-- Study text follows --

In the center stands the statue of Pedro Justo Berrío, which rests on a pedestal of Carrara marble. The statue was officially requested by the Governor of Antioquia under Ordinance 26 on 24 August 1980. It was sculpted in Rome by Italian artist Giovanni Anderlini, who worked from three photographs of Berrío. The statue was promised to be the same size as a similar statue of Simón Bolívar, which Tenerani sculpted for Bogotá.

Below the statue are the symbols of a shield, cane, and sword, and the inscription: "The incorruptible and modest citizen / Dr. Don Pedro Justo Berrío / (Law 155 of 1888)". Other sides of his pedestal display the dates of his birth and death.

Where the statue is currently located, there was a stone basin from 1789 until 1853, when it was replaced by the city's first metal water fountain. The fountain was moved to the José Félix de Restrepo plaza when the Berrío statue was brought in.

==Description==
"The Challenge" sculpture, by Rodrigo Arenas Betancourt is located in the south-east corner of the square . This statue is made of bronze and concrete and is 18 meters high. It was donated by Banco Popular in 1981.

In the south-west corner the "Female Torso", a bronze sculpture by Fernando Botero, can be seen, which the locals nicknamed La Gorda. La Gorda, gifted in 1987, was the first large bronze sculpture donated by the artist to Colombia. The statue is 3.3 meters high and 2.4 meters wide. It is located in front of the Bank of the Republic.

Across the park are two murals depicting Antioquia's history, created in 1956 by Colombian Pedro Nel Gómez.

-- Study text concluded --

Activity:
Does the passage on the square's sculptures support each of these statements? (a) The Berrío statue was sculpted in Rome by Giovanni Anderlini; (b) "The Challenge" is made of marble; (c) La Gorda was gifted in 1981. Answer yes or no for each, quoting the words of the passage that settle it.

-- Dataset records follows --

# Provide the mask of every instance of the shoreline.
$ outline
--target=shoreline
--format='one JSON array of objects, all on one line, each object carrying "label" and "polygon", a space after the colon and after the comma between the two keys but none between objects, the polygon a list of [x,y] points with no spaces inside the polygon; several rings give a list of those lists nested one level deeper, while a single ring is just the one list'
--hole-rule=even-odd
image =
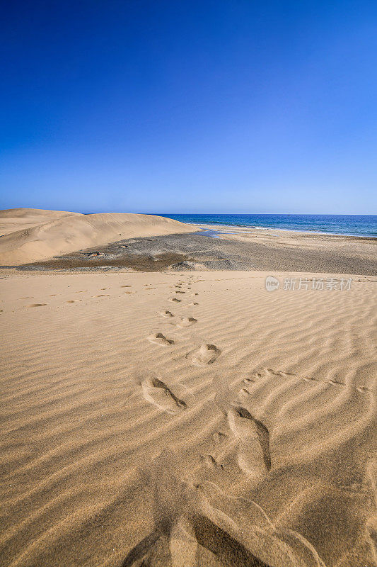
[{"label": "shoreline", "polygon": [[[361,238],[364,239],[367,238],[369,240],[377,240],[377,235],[356,235],[356,234],[351,234],[351,233],[346,233],[346,232],[323,232],[320,230],[299,230],[298,229],[294,228],[276,228],[274,227],[263,227],[263,226],[250,226],[249,225],[217,225],[216,223],[200,223],[198,224],[197,223],[186,223],[187,225],[193,225],[194,226],[198,227],[208,227],[212,228],[214,226],[216,226],[221,228],[229,228],[229,229],[237,229],[237,228],[248,228],[250,230],[275,230],[275,231],[281,231],[282,232],[293,232],[293,233],[299,233],[299,234],[304,234],[304,235],[312,235],[313,236],[338,236],[338,237],[352,237],[353,238]],[[205,229],[204,229],[205,230]],[[216,230],[216,229],[214,229]]]},{"label": "shoreline", "polygon": [[251,270],[377,275],[377,239],[279,230],[271,234],[251,228],[214,230],[204,225],[197,228],[117,240],[14,268],[24,273],[126,269],[148,273]]}]

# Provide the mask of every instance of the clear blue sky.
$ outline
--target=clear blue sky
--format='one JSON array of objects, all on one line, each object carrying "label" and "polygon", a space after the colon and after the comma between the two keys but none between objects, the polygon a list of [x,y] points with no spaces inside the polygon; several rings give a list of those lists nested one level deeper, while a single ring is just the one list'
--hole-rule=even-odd
[{"label": "clear blue sky", "polygon": [[377,213],[377,2],[2,5],[0,208]]}]

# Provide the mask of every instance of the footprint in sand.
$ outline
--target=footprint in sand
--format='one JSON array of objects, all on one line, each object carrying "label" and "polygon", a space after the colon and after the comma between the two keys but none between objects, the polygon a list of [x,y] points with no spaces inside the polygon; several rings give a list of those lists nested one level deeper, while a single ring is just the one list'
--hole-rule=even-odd
[{"label": "footprint in sand", "polygon": [[224,468],[223,465],[219,464],[216,459],[212,455],[202,455],[202,459],[207,468]]},{"label": "footprint in sand", "polygon": [[177,398],[166,384],[154,375],[144,378],[141,386],[144,398],[160,410],[174,415],[187,408],[186,403]]},{"label": "footprint in sand", "polygon": [[219,445],[220,443],[222,443],[223,441],[225,441],[225,439],[228,437],[228,435],[226,435],[225,433],[223,433],[222,431],[219,431],[216,433],[214,433],[213,437],[214,442]]},{"label": "footprint in sand", "polygon": [[238,466],[248,476],[260,480],[271,470],[268,429],[242,406],[231,408],[227,418],[229,429],[239,442]]},{"label": "footprint in sand", "polygon": [[160,315],[166,318],[174,317],[171,311],[168,311],[168,310],[166,310],[165,311],[160,311]]},{"label": "footprint in sand", "polygon": [[195,323],[197,323],[197,319],[195,319],[193,317],[182,317],[177,327],[184,328],[185,327],[191,327],[192,325],[195,325]]},{"label": "footprint in sand", "polygon": [[153,332],[149,335],[148,340],[154,342],[155,344],[161,344],[163,347],[168,347],[169,344],[174,344],[174,341],[169,340],[164,337],[162,332]]},{"label": "footprint in sand", "polygon": [[186,358],[196,366],[205,366],[206,364],[211,364],[214,362],[221,354],[220,349],[218,349],[214,344],[203,343],[198,349],[188,352]]}]

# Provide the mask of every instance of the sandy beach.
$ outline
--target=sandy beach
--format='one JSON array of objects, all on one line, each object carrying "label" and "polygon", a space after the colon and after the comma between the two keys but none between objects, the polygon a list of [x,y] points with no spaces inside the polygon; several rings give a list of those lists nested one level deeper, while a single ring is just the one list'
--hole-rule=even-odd
[{"label": "sandy beach", "polygon": [[0,270],[1,564],[376,565],[374,242],[143,222],[139,269]]}]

-- Dataset records concluded --

The answer:
(a) Yes: "It was sculpted in Rome by Italian artist Giovanni Anderlini"
(b) No: "This statue is made of bronze and concrete"
(c) No: "La Gorda, gifted in 1987"